## Selected extract
+++

Recent satellite observations have indicated the beaming angle theory (Jones 1976, 1980; Jones et al. 1987) is not always consistent with these observations (Hashimoto et al. 2006; Boardsen et al. 2008). Also, satellite observations show some local fluctuation in the density gradient in the equatorial plasmasphere that leads to a variation of the angle between the external magnetic field and density gradient, which has not been studied in detail for the radio window theory (Grimald et al. 2007). These irregularities exist not only at the plasmapause but also inside the plasmasphere and in the notches, which are characterized by deep, mostly radial density depletions in the outer plasmasphere that extend inward to L = 2 or less.

In the present paper, we study the effect of the angle between the density gradient and the external magnetic field on the linear mode conversion and the resultant beaming angle of LO-mode radio emissions. We first discuss on the linear mode conversion from slow Z-mode (so-called UHR-mode waves in the frequency range defined by ω _p  < ω < ω _UHR , where ω _UHR represents the upper hybrid resonance frequency) to LO-mode waves under a condition that the density gradient is perpendicular to the external magnetic field. Then we extend the discussion to the condition that the density gradient is not perpendicular to the external magnetic field. Our aim here is to see the condition that the mode conversion can occur with a maximum efficiency and also to see whether the validity of the beaming angle theory will be protected or not. We discuss the conversion process by a cold plasma theory and also conduct numerical experiments by a cold electron fluid code to confirm our theory quantitatively. By employing numerical experiments, we show that the highest conversion efficiency is obtained at a certain wave normal angle of the incident waves. We also show the range of the critical wave normal angle, which depends on the plasma frequency, the wave frequency, and the angle α between density gradient and the external magnetic field. Finally, we show for the non-perpendicular case α ≠ 90° the beaming angle becomes different from Jones’ formula, given by (1).

+++

(Pointing records)

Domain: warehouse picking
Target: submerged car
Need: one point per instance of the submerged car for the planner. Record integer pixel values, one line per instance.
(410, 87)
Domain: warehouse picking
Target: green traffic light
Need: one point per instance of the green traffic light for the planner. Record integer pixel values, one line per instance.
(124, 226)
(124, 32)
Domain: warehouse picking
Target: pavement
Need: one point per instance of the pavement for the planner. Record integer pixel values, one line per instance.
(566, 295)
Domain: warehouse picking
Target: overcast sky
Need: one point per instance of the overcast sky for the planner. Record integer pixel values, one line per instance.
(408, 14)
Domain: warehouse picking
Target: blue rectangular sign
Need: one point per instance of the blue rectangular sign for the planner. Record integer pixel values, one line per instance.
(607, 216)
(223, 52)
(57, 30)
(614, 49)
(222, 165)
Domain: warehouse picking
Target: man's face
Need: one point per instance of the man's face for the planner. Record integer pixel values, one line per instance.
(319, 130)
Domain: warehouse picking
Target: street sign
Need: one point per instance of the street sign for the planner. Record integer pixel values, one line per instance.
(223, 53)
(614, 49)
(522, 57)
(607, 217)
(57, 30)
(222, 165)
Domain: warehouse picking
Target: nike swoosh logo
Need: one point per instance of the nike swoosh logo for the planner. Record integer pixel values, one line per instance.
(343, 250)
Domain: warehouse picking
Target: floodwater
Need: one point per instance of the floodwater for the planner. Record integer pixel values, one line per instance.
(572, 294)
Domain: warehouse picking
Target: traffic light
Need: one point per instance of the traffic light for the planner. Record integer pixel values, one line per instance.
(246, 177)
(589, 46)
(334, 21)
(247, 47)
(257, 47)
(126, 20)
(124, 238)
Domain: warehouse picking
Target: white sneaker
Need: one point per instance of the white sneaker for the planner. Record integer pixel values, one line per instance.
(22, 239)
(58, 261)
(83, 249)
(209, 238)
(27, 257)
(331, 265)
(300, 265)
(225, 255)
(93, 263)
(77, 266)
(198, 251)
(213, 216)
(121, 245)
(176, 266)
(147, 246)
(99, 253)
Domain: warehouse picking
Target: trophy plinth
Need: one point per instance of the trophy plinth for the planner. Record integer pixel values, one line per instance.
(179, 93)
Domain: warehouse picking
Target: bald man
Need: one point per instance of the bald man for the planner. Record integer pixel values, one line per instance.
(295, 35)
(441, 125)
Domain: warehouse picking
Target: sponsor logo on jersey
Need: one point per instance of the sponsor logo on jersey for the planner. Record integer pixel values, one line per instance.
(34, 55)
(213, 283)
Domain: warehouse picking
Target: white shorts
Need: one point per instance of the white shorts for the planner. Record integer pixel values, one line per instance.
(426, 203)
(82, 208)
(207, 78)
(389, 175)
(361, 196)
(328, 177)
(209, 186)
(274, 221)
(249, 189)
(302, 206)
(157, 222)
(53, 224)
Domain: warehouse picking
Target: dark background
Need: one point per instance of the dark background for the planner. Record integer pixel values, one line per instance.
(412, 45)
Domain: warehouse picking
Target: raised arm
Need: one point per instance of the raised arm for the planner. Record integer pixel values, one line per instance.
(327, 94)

+++

## Work instructions
A: Using the text on mode conversion, answer each question:
(i) According to the text, how far inward do the notches in the outer plasmasphere extend?
(ii) What kind of code is used for the numerical experiments?
(iii) On which three quantities does the range of the critical wave normal angle depend?
B: Retype the text on mode conversion from "Recent satellite observations" up to and including "L = 2 or less.".

## Outputs in order
A:
(i) They extend inward to L = 2 or less.
(ii) A cold electron fluid code.
(iii) The plasma frequency, the wave frequency, and the angle α between the density gradient and the external magnetic field.

B:
Recent satellite observations have indicated the beaming angle theory (Jones 1976, 1980; Jones et al. 1987) is not always consistent with these observations (Hashimoto et al. 2006; Boardsen et al. 2008). Also, satellite observations show some local fluctuation in the density gradient in the equatorial plasmasphere that leads to a variation of the angle between the external magnetic field and density gradient, which has not been studied in detail for the radio window theory (Grimald et al. 2007). These irregularities exist not only at the plasmapause but also inside the plasmasphere and in the notches, which are characterized by deep, mostly radial density depletions in the outer plasmasphere that extend inward to L = 2 or less.